-- Start DATASET ROWS --

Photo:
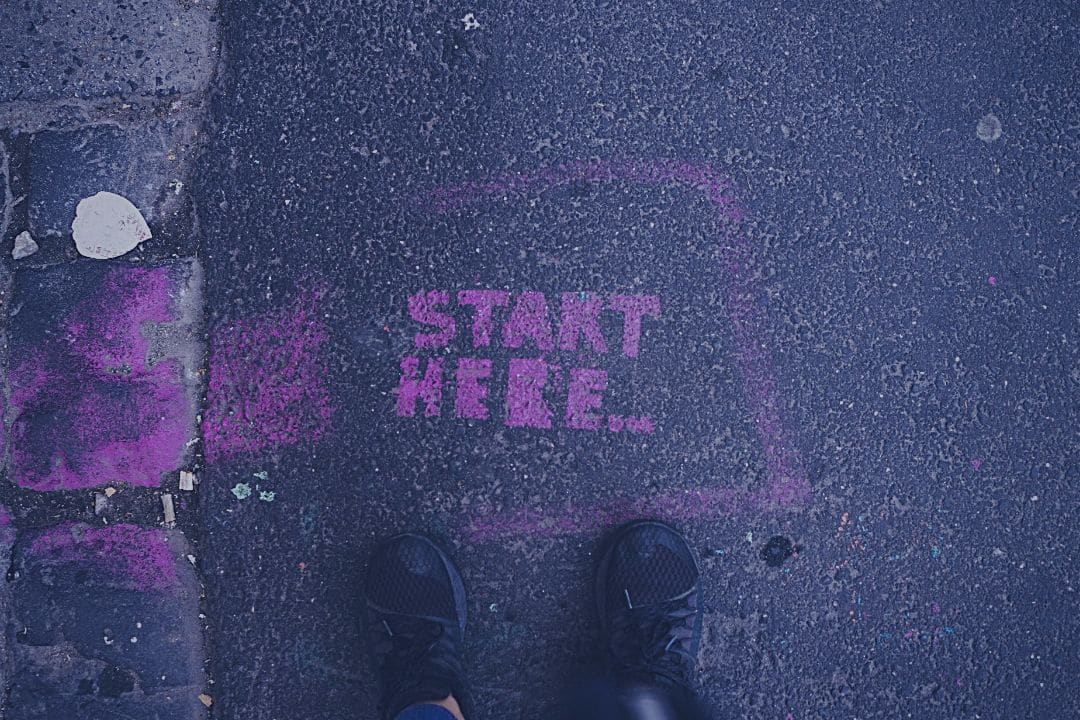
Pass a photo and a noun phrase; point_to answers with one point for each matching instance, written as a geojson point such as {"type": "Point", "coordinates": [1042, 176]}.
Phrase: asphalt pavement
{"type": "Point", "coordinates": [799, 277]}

-- End DATASET ROWS --
-- Start DATASET ROWS --

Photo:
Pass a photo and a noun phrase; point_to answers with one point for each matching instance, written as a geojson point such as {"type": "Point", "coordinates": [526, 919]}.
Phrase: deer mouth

-- End DATASET ROWS --
-- Start DATASET ROWS --

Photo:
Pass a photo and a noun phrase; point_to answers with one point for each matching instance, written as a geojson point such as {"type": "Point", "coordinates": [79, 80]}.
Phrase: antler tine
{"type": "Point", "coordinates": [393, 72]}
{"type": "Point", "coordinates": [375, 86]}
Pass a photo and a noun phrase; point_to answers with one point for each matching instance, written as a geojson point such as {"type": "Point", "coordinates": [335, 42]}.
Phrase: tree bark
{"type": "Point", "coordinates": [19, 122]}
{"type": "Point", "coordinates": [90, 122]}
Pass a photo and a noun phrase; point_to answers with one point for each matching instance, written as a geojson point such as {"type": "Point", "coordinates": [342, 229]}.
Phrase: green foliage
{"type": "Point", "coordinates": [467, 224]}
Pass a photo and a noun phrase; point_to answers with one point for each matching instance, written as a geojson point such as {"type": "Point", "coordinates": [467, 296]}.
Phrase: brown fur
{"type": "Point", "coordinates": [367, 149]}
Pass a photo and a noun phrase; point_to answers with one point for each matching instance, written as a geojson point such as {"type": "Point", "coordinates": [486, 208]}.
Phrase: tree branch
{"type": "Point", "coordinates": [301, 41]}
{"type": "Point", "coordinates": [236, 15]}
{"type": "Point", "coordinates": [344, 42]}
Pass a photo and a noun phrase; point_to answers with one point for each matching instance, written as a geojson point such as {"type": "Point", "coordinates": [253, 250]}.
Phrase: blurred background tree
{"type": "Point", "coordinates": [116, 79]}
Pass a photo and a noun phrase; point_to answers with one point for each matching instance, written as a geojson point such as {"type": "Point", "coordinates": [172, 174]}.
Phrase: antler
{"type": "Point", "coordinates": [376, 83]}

-- End DATASET ROWS --

STATED TASK -> Display each line of the material above that contains the word "tree".

TASK ANSWER ->
Phrase: tree bark
Phrase: tree branch
Phrase: blurred background tree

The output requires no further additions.